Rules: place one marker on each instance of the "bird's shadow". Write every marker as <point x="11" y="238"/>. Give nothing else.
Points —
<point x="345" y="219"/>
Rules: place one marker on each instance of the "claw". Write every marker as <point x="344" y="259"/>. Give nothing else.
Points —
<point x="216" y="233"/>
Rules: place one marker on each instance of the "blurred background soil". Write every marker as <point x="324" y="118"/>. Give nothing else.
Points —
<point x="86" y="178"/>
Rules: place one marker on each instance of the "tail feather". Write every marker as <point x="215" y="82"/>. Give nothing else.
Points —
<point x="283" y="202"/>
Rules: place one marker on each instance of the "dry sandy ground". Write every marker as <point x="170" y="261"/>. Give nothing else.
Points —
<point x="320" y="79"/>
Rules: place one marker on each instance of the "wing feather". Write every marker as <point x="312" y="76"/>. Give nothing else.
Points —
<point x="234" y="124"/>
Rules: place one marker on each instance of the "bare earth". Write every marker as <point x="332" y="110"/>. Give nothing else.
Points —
┄┄┄┄┄┄
» **Exercise aim**:
Please give a count of the lines in the records where the word "else" occurs, with nothing besides it.

» **Solution for this problem**:
7